* [SET PROBLEM 1]
Using the passage about the plane overhead, say whether each statement agrees with it, answering yes or no and quoting the deciding words. (a) In the writer's childhood, the sound of a plane in the sky was common. (b) Today the writer rushes outdoors on hearing a plane. (c) The skies today are as blue as they were in childhood.
* [SET PROBLEM 2]
Write what comes next in the passage about the plane overhead, starting after its final sentence.

In that childhood would come a rare sound, a whirring, in the skies, in those days quite blue still. We would rush outdoors and look up. A machine with wings, flying far far above, flying far far away. To lands remote. To lands longed for. To lands never to be reached.
Hawaijahaz hawaijahaz, we children would shout.
It was no whirring. It was the stirring of our dreams and longings.
Today. A whirr in the skies. The whirring as rare as in my childhood. The skies as blue. I don’t rush out but trudge with some weariness to the window, or to the balcony, my access to the outside during this lockdown. I look up, a wee bit sadly, longing somewhat still, but dreams feeling a bit quashed. It is the same machine with wings, flying far far above, flying far far away, to places which had all come within my grasp, but, may have gone out of my reach forever and ever.
There was magic when the horizon was far. Possibilities were the stuff of dreams. But man was fast and capable and confident and driven. He forged ahead. Became too fast, overconfident, ruthlessly ambitious.

* [GIVEN ENTRIES]
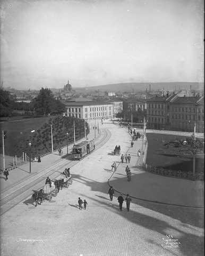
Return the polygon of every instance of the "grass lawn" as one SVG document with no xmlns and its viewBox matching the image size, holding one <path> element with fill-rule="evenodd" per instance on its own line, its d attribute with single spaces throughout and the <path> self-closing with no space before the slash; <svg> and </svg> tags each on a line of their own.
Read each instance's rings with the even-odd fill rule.
<svg viewBox="0 0 205 256">
<path fill-rule="evenodd" d="M 7 138 L 4 140 L 5 154 L 10 156 L 18 155 L 15 151 L 15 146 L 25 138 L 29 139 L 31 134 L 31 131 L 40 129 L 45 123 L 48 122 L 49 118 L 47 117 L 22 119 L 21 117 L 21 120 L 0 123 L 1 129 L 6 131 L 7 134 Z M 2 143 L 1 142 L 1 145 Z M 1 147 L 1 154 L 2 150 Z"/>
<path fill-rule="evenodd" d="M 184 137 L 172 135 L 147 133 L 148 149 L 147 163 L 151 165 L 172 170 L 183 172 L 193 171 L 193 160 L 191 156 L 181 156 L 178 154 L 178 148 L 163 146 L 165 141 L 181 140 Z M 204 172 L 204 158 L 196 157 L 196 172 Z"/>
</svg>

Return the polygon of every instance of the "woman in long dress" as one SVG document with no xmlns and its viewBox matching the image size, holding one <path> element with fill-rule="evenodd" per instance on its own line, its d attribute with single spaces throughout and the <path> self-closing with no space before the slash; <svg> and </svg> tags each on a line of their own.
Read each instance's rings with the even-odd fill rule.
<svg viewBox="0 0 205 256">
<path fill-rule="evenodd" d="M 40 163 L 41 162 L 41 159 L 40 159 L 40 155 L 38 154 L 38 163 Z"/>
</svg>

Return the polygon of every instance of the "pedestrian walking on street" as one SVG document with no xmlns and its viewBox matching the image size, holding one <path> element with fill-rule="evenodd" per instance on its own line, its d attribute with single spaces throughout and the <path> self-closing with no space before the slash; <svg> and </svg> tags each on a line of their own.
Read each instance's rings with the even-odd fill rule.
<svg viewBox="0 0 205 256">
<path fill-rule="evenodd" d="M 126 163 L 127 163 L 127 159 L 128 159 L 128 158 L 127 158 L 127 154 L 125 155 L 125 159 Z"/>
<path fill-rule="evenodd" d="M 70 168 L 68 168 L 67 169 L 67 175 L 69 176 L 69 177 L 70 177 L 71 175 L 71 173 L 70 172 Z"/>
<path fill-rule="evenodd" d="M 127 212 L 129 212 L 130 210 L 130 202 L 131 201 L 132 201 L 131 198 L 130 197 L 129 194 L 127 194 L 127 196 L 125 198 Z"/>
<path fill-rule="evenodd" d="M 127 181 L 130 181 L 131 180 L 131 172 L 129 170 L 127 172 Z"/>
<path fill-rule="evenodd" d="M 83 204 L 84 204 L 84 210 L 86 210 L 86 205 L 87 204 L 88 205 L 88 203 L 86 202 L 86 200 L 84 199 L 83 202 Z"/>
<path fill-rule="evenodd" d="M 115 194 L 115 190 L 113 187 L 110 187 L 108 190 L 108 194 L 109 195 L 109 198 L 110 198 L 111 201 L 113 201 L 113 195 Z"/>
<path fill-rule="evenodd" d="M 131 159 L 131 156 L 129 154 L 128 156 L 127 156 L 127 159 L 128 159 L 128 163 L 130 163 L 130 160 Z"/>
<path fill-rule="evenodd" d="M 130 168 L 129 167 L 128 165 L 127 165 L 125 168 L 125 172 L 127 175 L 127 172 L 129 172 L 129 171 L 130 171 Z"/>
<path fill-rule="evenodd" d="M 122 163 L 124 163 L 124 156 L 123 154 L 122 154 L 122 156 L 121 156 L 121 161 L 122 161 Z"/>
<path fill-rule="evenodd" d="M 123 203 L 124 202 L 124 198 L 122 194 L 121 194 L 121 195 L 117 197 L 117 201 L 119 204 L 119 210 L 122 211 L 123 207 Z"/>
<path fill-rule="evenodd" d="M 79 205 L 79 210 L 82 210 L 82 204 L 83 203 L 81 199 L 80 199 L 80 197 L 78 198 L 78 205 Z"/>
<path fill-rule="evenodd" d="M 65 169 L 64 174 L 65 175 L 65 178 L 67 179 L 67 168 L 65 168 Z"/>
<path fill-rule="evenodd" d="M 38 156 L 38 163 L 40 163 L 41 162 L 40 154 L 39 154 Z"/>
<path fill-rule="evenodd" d="M 40 201 L 40 204 L 41 204 L 42 203 L 42 189 L 40 189 L 38 192 L 38 202 Z"/>
<path fill-rule="evenodd" d="M 7 169 L 5 169 L 5 170 L 4 171 L 4 176 L 6 176 L 6 178 L 5 178 L 5 180 L 7 180 L 8 179 L 8 176 L 9 175 L 8 171 Z"/>
</svg>

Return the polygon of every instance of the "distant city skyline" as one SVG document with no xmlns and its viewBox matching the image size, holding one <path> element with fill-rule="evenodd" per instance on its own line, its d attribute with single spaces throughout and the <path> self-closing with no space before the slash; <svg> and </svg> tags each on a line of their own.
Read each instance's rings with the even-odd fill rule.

* [FINAL ANSWER 1]
(a) No: "a rare sound, a whirring"
(b) No: "I don’t rush out but trudge with some weariness to the window, or to the balcony"
(c) Yes: "The skies as blue."

* [FINAL ANSWER 2]
The collateral effects suited my pleasure. I got on to planes and crossed the horizon. I wandered in unknown lands. Dreams became reality.
Everything became possible. Everything opened up. Everything lay under me. The trees of my childhood which gave shade to my house were now trees over which my apartment in a multi-storey block, towered.
Them the dwarfs now.
Man, the master of all and friend to none.
In the market. In global competition. In barrier-crossing. In the country, in the countryside, in the centre, at the margins, in the skies and the waters and ready to be so in Space too.
We shook up everything and felt good about it. I did too as a collateral beneficiary of this glittery, overhyped, overactive world. Ever increasing our pace.
But shaking up everything meant Everything moved.
That Everything was alive. We were not making an inanimate world move. We were shaking up the Animate. Earth. Air. Water. Planets. Mountains. Worms.
Warnings came. Everything is shaking and us too with it and it will speed up. Speed thrills but also kills.
But we believed in our immortality.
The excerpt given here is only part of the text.